> _Data shown_
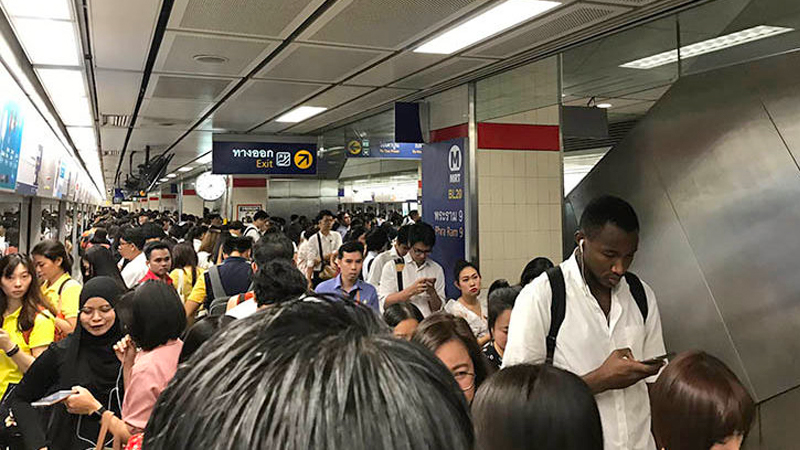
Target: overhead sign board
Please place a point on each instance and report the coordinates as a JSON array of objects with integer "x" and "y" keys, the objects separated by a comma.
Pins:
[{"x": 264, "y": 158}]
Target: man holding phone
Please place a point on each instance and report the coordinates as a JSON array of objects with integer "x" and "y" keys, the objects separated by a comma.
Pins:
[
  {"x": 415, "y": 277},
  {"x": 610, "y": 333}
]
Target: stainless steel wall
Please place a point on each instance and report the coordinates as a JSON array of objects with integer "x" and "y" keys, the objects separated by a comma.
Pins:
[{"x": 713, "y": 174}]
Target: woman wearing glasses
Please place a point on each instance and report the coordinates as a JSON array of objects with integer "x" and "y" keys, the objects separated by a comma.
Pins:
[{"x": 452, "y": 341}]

* * *

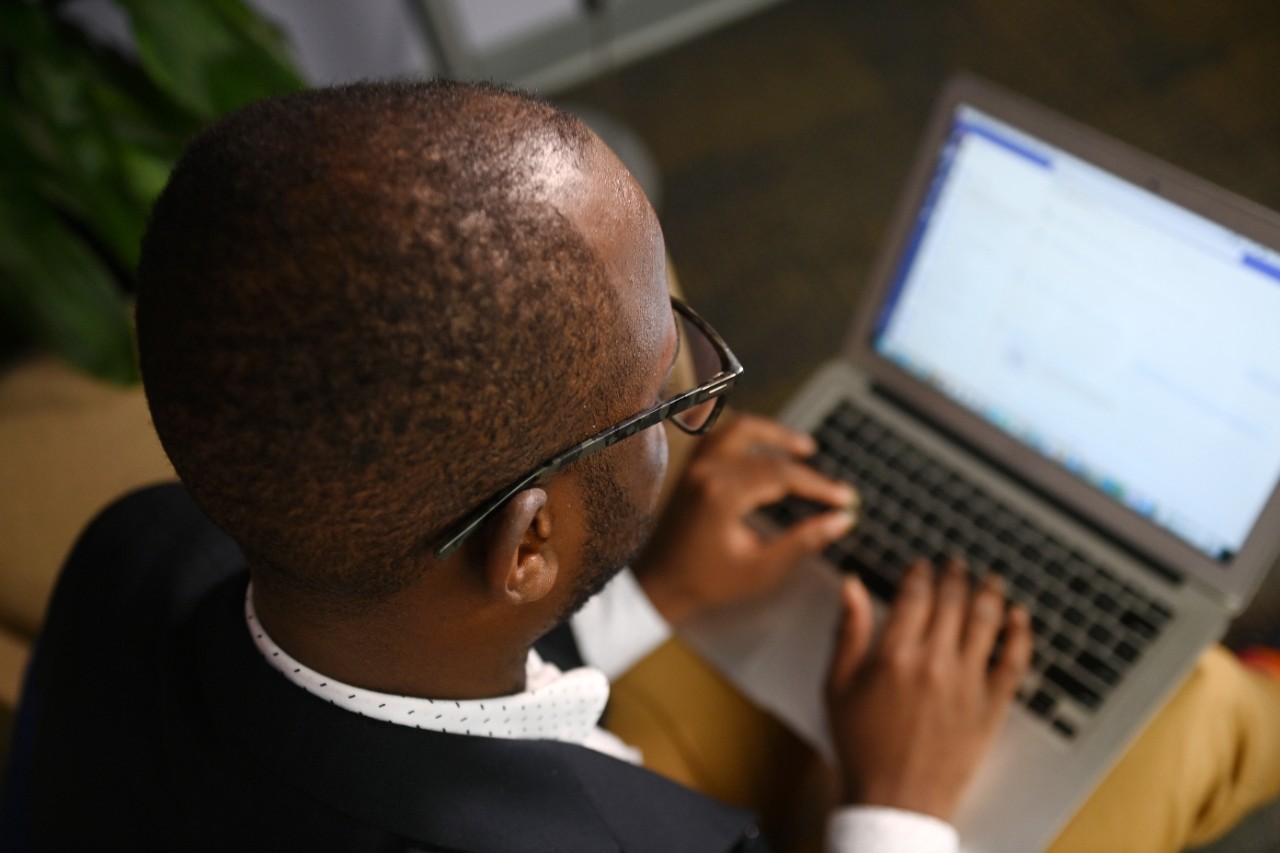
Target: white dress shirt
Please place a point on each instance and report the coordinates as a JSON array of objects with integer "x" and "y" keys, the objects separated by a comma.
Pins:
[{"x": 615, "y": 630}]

---

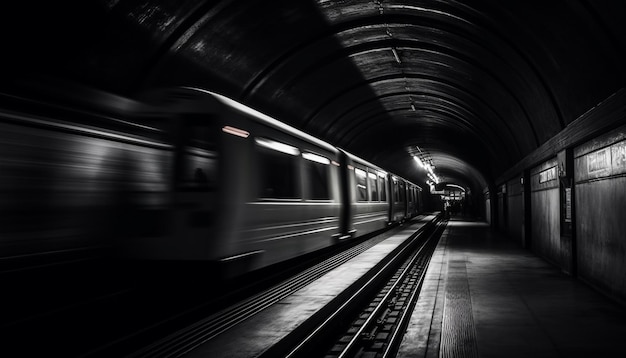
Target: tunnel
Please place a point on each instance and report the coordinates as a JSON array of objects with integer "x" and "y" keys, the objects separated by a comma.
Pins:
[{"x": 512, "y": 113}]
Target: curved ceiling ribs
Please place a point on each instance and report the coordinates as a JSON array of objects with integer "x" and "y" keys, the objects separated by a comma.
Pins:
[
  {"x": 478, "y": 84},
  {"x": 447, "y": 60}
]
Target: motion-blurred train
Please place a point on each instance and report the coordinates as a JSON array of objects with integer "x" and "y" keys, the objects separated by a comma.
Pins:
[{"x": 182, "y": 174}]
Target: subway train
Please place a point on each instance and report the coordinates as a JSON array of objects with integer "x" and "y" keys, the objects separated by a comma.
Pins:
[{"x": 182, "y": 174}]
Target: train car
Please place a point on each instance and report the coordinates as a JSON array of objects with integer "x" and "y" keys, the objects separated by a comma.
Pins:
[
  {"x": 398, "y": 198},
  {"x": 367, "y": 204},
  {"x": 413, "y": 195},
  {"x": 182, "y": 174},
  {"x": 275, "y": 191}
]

> _Task_
Only lines containing the word "train" should be copied from the material above.

> _Solution_
Target: motion-blurred train
Target: subway train
Target: train car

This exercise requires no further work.